◆ Dataset items ◆
==========

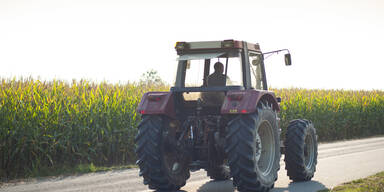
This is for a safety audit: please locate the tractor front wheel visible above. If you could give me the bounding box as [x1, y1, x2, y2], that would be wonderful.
[284, 119, 318, 182]
[206, 163, 230, 181]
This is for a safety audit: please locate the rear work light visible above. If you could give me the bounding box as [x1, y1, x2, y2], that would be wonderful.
[221, 39, 235, 48]
[175, 42, 189, 50]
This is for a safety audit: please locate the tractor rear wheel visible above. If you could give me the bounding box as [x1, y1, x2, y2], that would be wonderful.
[225, 103, 280, 192]
[135, 115, 190, 191]
[284, 119, 318, 182]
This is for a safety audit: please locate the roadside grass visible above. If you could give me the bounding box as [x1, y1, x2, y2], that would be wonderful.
[319, 171, 384, 192]
[0, 163, 137, 184]
[31, 163, 138, 178]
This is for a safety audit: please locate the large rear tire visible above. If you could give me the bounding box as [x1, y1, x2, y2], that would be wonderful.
[225, 103, 280, 192]
[135, 115, 190, 191]
[284, 119, 318, 182]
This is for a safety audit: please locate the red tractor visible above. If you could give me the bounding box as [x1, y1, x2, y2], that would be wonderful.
[135, 40, 318, 192]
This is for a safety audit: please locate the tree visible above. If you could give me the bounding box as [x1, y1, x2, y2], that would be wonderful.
[139, 69, 166, 87]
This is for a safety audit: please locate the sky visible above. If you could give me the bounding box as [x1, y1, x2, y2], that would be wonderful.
[0, 0, 383, 90]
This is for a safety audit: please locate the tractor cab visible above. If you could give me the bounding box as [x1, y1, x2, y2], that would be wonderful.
[172, 40, 267, 93]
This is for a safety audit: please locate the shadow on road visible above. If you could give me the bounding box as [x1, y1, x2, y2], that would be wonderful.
[196, 180, 235, 192]
[177, 179, 327, 192]
[272, 180, 327, 192]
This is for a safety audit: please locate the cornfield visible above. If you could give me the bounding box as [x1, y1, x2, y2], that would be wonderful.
[273, 88, 384, 141]
[0, 78, 383, 179]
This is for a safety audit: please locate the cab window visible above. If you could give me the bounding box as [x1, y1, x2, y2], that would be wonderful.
[249, 52, 264, 89]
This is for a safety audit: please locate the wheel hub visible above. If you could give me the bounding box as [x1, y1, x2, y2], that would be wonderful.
[304, 132, 315, 169]
[172, 162, 180, 172]
[257, 120, 275, 176]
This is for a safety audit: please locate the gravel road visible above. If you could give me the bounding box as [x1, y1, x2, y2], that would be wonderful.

==========

Please output every record above exactly. Leave the pictures out.

◆ ANSWER TO THIS EXERCISE ◆
This is for a safety audit: please locate the tractor front wheel visible above. If you could give me the bounding box as [x1, y1, x2, y2], that would be wonderful.
[284, 119, 318, 182]
[206, 163, 230, 181]
This is for a safety audit: please locate the rear work light visible above. If you could give me the bounding box as [x1, y1, x2, y2], that would be wonderful.
[221, 39, 235, 48]
[175, 42, 189, 50]
This is for a safety audit: please locate the tractor rear wheel visible above. If you could give me the bounding box as [x1, y1, x2, y2], that would be wonderful.
[225, 103, 280, 192]
[135, 115, 190, 191]
[284, 119, 318, 182]
This is for a safety audit: please locate the roadside grass visible above. If you could give me the bounding box as [x1, y1, x2, y2], that would be wonderful.
[319, 171, 384, 192]
[0, 163, 137, 184]
[31, 163, 138, 178]
This is for a safety audit: please locate the large rear tire visible above. If you could give me the bounding box as [x1, y1, x2, y2], that would be wonderful.
[225, 103, 280, 192]
[135, 115, 190, 191]
[284, 119, 318, 182]
This is for a safety audit: please locate the red tractor visible above. If you could give me the bounding box as [x1, y1, x2, y2], that would be wonderful.
[135, 40, 318, 192]
This is for a safety audit: please locate the tree visible above. If you could give me the bounding box as [x1, y1, x2, y2], that would be wonderful.
[139, 69, 166, 87]
This is for a safety audit: please locate the sky visible above. If you could give me the bounding box as [x1, y1, x2, y2], that would be wonderful.
[0, 0, 383, 90]
This is for a safety audit: please locate the tractor cab visible above. If you could give me the bounding box as [x1, y1, x2, y2], that would be wonderful.
[172, 40, 267, 93]
This is for a safety audit: please locate the shadow on road visible above. If you could give me the bounding box as [x1, y1, x2, y2], that would be wonderful.
[196, 180, 235, 192]
[177, 179, 327, 192]
[272, 180, 327, 192]
This is for a safety audit: please locate the cornfield visible above. If you could give me the bounding box as [x1, y1, x2, y2], that would be wonderful.
[273, 88, 384, 141]
[0, 78, 383, 179]
This is for a safety audit: please locate the cab window visible above. If you could give me the bounding box as [x1, y1, x2, y2], that would be wonderful.
[249, 52, 264, 89]
This is for a safety audit: please locate the wheel hub visible above. If you could give me the bounding box as [x1, y1, x2, y2], that would be wonderful.
[304, 132, 315, 169]
[172, 162, 180, 172]
[257, 120, 275, 176]
This is for a safety audit: please locate the gravel road visible above. If you could give me the bounding box as [x1, y1, x2, y2], that would be wonderful.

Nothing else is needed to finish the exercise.